**Aim of the exercise**
How many of the lines below contain the word "Target"? Reply with the number only.

**Entries provided**
* start *
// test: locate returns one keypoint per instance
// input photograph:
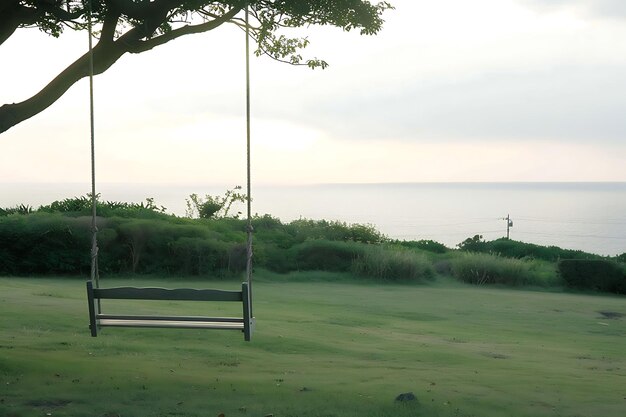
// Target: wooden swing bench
* end *
* start *
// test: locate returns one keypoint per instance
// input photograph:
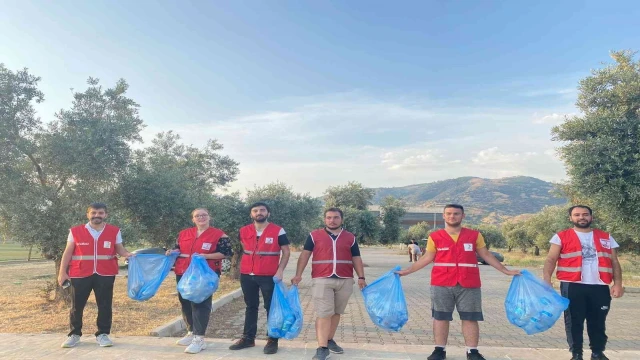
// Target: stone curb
* end *
**Result of the exercise**
2